Check each statement below against the text excerpt and answer yes or no, quoting the words from the text that decide it. (a) Early notice of proceedings lets the institutions investigate before evidence disappears. (b) The customary definitions are found in clause 3. (c) The definition of "debt" appears narrow.

═════ Text excerpt

The reasons for provisions to the effect that certain legal proceedings against provincial administrations, local authorities or State Departments have to be instituted wihin a cerain period after certain requirements have been complied with, are evident from court decisions over a very long period. In the main they amount to this, that the institutions concerned, on account of the nature and extent of their activities and the rapid turnover of their employees, should be placed in a position to know in good time of any proceedings in order to enable them to investigate the matter as soon as possible before any evidence is lost. If too much time elapses, circumstances change, with the result that it may not be possible to check whether the claimant’s assertions are correct.

The provisions of the Bill are self-explanatory and therefore I need not say much about them. Clause 1 contains the customary definitions. The definition of the term “debt” in particular is of importance here, because this is one of the fundamental provisions of the Bill. Although the definition appears to be wide, the cases to which the provisions of the Bill will be applied are limited by the provisions of clause 3.

══════════
═════ Data for analysis

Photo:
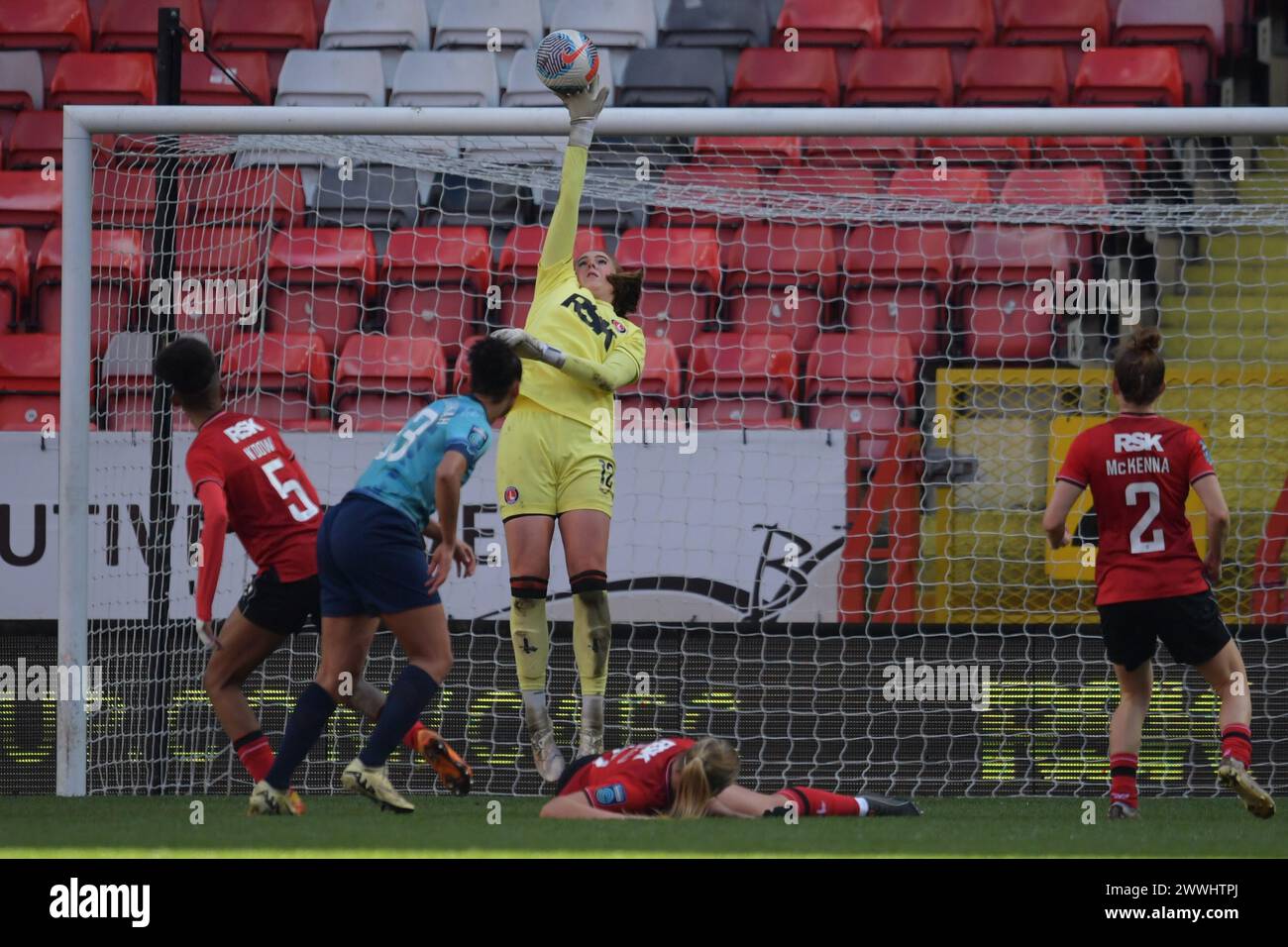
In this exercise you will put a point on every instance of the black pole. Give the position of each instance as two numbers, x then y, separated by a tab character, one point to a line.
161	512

══════════
═════ Data for analysis

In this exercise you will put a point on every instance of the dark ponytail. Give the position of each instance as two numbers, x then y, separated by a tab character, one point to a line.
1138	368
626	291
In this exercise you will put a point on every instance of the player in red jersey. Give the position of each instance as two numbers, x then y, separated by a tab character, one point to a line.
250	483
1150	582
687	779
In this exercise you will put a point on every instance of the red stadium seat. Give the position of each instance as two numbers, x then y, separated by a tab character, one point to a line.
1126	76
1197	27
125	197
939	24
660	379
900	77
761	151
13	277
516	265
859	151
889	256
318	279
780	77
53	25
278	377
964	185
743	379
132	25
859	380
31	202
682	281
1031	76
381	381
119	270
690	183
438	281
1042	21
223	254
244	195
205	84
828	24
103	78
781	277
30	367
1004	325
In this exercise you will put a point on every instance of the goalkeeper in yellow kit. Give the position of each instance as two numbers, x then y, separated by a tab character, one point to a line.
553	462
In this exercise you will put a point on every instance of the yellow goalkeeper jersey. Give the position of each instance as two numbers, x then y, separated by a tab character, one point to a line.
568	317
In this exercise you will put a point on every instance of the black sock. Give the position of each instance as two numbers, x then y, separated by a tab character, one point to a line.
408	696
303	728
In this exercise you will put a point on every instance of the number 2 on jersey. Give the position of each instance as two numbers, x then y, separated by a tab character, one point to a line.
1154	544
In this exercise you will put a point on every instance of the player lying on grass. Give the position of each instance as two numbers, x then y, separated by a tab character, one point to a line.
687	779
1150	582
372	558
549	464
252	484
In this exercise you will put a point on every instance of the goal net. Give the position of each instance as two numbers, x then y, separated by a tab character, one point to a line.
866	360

══════════

## Solved exercise
(a) Yes: "to enable them to investigate the matter as soon as possible before any evidence is lost"
(b) No: "Clause 1 contains the customary definitions."
(c) No: "Although the definition appears to be wide"